### WHAT NEEDS TO BE DONE:
Convert the entries below, from the line with "If you could tag each instance of the tree" through the end of the entries, into a Markdown table with the columns Row and Line, skipping any blank lines.
★ ★ ★ ★ ★ ★ ★
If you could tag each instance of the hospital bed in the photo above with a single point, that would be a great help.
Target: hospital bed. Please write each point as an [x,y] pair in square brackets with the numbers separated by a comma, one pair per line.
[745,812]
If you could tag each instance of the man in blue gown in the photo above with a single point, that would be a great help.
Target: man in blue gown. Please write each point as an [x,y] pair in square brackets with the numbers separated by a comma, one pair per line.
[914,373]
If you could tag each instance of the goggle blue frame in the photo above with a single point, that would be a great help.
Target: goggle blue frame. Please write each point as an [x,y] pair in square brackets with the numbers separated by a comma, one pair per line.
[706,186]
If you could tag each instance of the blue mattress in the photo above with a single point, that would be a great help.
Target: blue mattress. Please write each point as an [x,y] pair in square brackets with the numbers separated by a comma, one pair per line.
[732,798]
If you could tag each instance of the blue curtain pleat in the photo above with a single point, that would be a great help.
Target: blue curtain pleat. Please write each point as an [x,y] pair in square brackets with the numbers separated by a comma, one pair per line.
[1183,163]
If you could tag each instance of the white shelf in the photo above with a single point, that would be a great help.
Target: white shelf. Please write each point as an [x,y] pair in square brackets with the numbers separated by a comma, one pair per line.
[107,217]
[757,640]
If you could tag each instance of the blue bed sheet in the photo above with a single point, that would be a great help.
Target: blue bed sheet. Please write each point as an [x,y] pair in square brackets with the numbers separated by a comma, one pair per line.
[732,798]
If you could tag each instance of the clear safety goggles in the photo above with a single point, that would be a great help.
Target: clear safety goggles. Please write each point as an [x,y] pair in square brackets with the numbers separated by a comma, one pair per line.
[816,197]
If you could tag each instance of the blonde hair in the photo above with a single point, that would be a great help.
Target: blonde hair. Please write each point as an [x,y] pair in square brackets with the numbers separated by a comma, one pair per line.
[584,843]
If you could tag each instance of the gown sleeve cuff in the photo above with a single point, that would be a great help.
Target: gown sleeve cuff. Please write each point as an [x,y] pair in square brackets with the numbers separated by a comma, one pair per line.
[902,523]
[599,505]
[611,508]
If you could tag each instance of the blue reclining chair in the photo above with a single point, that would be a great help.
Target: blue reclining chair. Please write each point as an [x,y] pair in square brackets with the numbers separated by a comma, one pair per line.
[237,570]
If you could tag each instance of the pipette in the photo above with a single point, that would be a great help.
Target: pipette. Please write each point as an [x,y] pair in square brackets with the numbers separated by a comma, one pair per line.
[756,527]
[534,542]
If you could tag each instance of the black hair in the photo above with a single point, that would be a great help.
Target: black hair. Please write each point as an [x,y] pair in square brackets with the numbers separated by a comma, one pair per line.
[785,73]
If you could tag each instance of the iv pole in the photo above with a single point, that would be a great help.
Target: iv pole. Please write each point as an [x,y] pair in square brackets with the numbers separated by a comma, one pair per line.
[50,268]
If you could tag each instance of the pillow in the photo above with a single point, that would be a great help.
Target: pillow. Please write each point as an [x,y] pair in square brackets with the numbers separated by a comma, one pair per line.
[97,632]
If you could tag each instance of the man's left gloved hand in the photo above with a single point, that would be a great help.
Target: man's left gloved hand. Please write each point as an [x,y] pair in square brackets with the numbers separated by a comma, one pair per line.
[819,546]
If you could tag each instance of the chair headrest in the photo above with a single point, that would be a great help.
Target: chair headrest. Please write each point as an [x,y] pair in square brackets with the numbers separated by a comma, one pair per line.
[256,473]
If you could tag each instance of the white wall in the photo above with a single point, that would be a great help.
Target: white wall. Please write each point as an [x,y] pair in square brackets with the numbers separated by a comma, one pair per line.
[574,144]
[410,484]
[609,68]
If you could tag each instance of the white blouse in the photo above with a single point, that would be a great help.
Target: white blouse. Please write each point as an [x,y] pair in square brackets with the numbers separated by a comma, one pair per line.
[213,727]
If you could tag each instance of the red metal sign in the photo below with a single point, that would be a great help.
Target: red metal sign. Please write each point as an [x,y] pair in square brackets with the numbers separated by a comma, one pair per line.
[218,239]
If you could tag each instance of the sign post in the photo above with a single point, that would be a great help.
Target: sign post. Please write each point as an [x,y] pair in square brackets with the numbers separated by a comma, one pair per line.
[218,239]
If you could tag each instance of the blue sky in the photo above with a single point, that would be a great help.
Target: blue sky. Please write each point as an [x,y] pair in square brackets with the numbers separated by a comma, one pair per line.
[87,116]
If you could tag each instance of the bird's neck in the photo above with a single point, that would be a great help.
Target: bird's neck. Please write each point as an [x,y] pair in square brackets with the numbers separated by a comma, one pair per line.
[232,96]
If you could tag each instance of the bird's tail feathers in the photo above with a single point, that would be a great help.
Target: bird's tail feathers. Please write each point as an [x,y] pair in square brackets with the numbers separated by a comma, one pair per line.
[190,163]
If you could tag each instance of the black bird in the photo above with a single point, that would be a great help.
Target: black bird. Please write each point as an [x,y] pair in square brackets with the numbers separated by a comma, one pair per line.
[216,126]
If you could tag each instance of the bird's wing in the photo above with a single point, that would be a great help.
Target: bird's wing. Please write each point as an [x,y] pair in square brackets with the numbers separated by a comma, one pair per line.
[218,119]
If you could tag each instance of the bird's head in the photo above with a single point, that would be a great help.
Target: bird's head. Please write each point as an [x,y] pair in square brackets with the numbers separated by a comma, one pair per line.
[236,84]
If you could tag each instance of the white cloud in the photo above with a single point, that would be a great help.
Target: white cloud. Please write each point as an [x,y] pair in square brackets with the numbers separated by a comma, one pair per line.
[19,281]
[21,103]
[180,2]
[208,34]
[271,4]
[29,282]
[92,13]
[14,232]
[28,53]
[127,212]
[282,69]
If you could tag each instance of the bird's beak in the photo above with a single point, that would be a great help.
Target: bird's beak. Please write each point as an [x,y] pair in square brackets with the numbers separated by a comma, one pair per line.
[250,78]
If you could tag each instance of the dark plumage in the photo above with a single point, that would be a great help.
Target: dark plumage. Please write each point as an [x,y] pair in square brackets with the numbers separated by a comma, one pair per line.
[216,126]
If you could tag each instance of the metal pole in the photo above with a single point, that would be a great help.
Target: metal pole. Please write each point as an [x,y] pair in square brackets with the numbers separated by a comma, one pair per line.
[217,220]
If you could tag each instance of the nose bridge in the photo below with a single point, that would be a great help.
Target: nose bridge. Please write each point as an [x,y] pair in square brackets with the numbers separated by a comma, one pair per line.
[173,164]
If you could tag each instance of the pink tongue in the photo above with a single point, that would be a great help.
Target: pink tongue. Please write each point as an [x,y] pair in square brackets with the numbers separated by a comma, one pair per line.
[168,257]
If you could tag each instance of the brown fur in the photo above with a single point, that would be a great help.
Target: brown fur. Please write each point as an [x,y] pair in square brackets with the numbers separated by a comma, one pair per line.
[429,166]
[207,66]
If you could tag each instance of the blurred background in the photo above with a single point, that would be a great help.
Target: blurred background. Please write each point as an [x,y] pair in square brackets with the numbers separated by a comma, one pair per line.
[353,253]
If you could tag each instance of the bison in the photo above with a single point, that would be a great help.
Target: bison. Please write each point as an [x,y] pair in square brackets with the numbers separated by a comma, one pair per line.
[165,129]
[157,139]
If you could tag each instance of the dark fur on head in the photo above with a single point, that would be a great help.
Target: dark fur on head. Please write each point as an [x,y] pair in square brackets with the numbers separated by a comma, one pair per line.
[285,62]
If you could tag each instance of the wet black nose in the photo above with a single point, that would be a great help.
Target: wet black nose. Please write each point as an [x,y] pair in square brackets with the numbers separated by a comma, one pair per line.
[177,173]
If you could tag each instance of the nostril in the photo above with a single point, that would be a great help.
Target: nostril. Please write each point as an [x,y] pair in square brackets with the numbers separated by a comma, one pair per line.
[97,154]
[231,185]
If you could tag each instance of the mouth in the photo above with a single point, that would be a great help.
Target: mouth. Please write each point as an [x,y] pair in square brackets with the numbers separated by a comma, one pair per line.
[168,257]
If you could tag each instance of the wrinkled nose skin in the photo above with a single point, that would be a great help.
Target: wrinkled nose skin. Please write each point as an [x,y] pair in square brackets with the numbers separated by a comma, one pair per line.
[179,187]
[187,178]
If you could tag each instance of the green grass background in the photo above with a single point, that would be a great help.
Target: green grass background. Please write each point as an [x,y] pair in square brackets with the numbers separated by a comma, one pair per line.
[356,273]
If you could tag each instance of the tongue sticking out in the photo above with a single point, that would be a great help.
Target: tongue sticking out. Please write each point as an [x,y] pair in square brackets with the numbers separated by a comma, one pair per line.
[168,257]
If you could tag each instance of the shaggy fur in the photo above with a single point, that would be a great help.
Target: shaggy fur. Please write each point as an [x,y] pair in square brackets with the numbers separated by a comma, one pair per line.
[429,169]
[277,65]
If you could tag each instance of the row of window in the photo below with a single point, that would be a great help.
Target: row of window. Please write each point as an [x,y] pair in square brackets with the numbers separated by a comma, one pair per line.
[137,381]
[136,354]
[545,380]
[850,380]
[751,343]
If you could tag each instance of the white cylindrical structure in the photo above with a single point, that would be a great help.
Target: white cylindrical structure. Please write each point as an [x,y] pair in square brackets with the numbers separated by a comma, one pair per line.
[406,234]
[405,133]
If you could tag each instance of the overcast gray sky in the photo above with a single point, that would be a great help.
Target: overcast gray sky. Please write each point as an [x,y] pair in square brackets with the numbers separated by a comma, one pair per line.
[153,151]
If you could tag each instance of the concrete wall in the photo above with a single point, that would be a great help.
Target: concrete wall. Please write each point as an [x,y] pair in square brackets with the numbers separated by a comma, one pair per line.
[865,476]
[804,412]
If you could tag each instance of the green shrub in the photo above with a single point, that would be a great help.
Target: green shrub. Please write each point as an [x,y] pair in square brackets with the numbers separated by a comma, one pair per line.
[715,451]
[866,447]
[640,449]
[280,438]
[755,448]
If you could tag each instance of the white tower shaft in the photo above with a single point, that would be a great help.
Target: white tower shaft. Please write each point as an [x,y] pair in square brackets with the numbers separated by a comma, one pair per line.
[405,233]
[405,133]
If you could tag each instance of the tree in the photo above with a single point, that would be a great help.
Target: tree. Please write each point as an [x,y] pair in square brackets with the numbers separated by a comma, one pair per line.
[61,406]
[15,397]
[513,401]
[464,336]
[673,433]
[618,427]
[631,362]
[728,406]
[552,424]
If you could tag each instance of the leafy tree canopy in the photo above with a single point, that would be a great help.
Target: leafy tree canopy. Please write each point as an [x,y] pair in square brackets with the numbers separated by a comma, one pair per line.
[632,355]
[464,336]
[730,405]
★ ★ ★ ★ ★ ★ ★
### PROBLEM SOLUTION:
| Row | Line |
|---|---|
| 1 | If you could tag each instance of the tree in the photo above with a single point, that would be a great help. |
| 2 | Target: tree. Please write each point as an [x,y] pair in square brackets with the numbers separated by a comma, one pair per line. |
| 3 | [61,406] |
| 4 | [15,397] |
| 5 | [513,401] |
| 6 | [464,336] |
| 7 | [673,433] |
| 8 | [618,427] |
| 9 | [631,362] |
| 10 | [728,406] |
| 11 | [552,424] |
| 12 | If you could tag each instance of the leafy tree canopy in the photo above with a single point, that would be a great help. |
| 13 | Target: leafy tree canopy. Please write each point as an [x,y] pair in square brackets with the numbers separated by a comma, one pair per line. |
| 14 | [632,355] |
| 15 | [464,336] |
| 16 | [730,405] |